DATASET EXCERPTS section start

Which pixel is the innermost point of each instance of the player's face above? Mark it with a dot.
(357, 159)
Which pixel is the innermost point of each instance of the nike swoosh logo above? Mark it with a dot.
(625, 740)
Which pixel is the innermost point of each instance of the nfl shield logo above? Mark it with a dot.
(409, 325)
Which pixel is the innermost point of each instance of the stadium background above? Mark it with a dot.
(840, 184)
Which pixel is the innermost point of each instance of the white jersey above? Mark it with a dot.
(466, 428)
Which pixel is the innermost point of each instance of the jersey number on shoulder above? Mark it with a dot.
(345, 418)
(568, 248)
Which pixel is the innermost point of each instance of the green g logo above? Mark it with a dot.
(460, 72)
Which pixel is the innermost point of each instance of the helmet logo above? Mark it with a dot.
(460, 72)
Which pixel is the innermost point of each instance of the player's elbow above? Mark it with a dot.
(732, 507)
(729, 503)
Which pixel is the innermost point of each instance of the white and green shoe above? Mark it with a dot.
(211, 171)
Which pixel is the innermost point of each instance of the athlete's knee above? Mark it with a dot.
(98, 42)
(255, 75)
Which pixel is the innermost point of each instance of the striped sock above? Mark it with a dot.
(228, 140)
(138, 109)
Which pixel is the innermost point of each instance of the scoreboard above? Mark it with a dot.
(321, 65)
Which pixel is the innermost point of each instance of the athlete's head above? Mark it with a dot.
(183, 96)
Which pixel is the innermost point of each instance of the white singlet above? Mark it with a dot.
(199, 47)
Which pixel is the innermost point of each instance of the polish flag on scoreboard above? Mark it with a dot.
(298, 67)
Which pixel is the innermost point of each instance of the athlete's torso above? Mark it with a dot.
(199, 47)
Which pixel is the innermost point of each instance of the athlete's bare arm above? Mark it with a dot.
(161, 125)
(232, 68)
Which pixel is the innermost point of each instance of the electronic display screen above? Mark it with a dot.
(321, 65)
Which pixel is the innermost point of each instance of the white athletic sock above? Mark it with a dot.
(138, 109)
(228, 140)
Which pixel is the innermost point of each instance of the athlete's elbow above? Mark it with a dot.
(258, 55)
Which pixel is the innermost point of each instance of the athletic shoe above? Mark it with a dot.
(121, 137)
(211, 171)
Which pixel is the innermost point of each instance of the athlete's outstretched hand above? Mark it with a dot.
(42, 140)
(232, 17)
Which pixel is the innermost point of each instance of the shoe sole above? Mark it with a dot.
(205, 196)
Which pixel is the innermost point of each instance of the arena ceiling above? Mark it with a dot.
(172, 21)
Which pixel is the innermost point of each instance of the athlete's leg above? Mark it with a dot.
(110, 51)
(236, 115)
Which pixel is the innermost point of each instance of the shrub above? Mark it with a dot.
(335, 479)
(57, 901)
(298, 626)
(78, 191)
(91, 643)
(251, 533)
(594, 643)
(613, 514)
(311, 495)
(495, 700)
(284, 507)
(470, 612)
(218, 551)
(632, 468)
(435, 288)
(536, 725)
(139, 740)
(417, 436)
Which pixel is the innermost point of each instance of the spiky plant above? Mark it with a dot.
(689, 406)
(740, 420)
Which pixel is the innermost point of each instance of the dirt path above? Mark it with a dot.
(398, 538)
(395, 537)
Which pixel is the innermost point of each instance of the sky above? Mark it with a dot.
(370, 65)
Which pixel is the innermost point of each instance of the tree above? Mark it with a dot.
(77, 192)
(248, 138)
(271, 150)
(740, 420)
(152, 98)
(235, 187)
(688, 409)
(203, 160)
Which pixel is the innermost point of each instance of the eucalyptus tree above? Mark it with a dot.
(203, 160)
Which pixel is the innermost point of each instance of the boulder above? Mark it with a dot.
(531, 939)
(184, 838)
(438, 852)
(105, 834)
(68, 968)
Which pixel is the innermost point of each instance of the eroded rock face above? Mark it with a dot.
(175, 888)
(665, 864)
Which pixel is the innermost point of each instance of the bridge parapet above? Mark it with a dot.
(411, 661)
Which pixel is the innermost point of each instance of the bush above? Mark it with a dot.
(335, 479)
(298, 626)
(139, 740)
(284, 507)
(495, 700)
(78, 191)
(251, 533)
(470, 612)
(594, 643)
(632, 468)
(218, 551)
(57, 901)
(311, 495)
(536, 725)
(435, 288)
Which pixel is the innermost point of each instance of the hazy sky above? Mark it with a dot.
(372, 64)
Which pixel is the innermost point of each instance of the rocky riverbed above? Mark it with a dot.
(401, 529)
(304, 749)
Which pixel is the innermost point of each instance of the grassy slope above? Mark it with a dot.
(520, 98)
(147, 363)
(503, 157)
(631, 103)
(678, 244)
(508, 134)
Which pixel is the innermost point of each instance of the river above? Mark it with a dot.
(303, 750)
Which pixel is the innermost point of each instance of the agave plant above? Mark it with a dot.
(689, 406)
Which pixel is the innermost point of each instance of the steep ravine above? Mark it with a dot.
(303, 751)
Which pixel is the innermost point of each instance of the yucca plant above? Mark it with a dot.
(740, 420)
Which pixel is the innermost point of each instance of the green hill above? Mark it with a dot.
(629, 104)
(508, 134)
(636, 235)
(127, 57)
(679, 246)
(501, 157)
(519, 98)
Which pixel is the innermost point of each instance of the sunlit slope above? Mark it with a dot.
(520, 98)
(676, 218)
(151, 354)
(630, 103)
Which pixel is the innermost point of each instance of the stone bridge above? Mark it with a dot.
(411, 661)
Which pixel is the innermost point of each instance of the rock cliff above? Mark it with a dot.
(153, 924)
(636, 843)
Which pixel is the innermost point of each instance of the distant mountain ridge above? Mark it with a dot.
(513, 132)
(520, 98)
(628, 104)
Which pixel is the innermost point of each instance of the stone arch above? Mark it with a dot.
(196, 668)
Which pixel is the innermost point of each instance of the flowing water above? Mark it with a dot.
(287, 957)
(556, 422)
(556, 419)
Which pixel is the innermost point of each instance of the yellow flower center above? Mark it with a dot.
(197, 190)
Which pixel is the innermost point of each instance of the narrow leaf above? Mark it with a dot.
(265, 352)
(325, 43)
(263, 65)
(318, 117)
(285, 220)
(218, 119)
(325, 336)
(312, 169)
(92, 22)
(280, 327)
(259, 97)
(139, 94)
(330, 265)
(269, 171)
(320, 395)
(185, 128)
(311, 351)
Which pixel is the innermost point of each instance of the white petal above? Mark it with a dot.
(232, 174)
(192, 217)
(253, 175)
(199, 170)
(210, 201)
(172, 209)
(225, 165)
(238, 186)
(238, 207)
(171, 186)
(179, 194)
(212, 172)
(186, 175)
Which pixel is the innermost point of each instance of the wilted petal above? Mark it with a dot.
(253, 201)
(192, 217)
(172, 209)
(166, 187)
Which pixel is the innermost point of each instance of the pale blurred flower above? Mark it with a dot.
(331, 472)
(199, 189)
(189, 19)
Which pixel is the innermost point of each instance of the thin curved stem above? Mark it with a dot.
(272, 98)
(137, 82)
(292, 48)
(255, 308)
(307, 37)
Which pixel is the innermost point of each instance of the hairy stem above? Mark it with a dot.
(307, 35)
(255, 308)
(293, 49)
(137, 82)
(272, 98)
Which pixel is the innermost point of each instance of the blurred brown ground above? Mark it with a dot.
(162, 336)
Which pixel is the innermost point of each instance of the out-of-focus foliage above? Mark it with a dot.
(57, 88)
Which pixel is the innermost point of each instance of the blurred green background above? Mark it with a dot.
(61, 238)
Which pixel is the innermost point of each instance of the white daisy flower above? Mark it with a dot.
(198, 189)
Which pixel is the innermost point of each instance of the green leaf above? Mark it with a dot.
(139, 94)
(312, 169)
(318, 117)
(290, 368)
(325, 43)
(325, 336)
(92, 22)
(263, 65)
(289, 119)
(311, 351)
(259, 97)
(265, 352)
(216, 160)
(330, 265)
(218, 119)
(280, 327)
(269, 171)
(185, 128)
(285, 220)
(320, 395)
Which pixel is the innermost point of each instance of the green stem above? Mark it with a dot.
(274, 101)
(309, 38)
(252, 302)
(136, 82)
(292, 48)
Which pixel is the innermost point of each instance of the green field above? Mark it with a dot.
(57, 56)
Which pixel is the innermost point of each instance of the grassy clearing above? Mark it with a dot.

DATASET EXCERPTS section end

## YOUR ASSIGNMENT:
An exact copy of the lines from the one containing "green leaf above? Mark it with a dot." through the end of the data above is the whole answer.

## ANSWER AREA:
Which pixel is the innermost point of each instance of the green leaf above? Mark it with a dot.
(139, 94)
(312, 169)
(318, 117)
(290, 368)
(325, 43)
(325, 336)
(92, 22)
(263, 65)
(289, 119)
(311, 351)
(259, 97)
(265, 352)
(216, 160)
(330, 265)
(218, 119)
(280, 327)
(269, 171)
(185, 128)
(285, 220)
(320, 395)
Which pixel is the innermost point of each instance of the green stem above? Mark it with a dot.
(274, 101)
(309, 38)
(252, 302)
(136, 82)
(292, 48)
Which pixel is the innermost point of each instance of the green field above? Mark it with a dot.
(57, 56)
Which pixel is the innermost point of each instance of the grassy clearing above? Mark it with a dot.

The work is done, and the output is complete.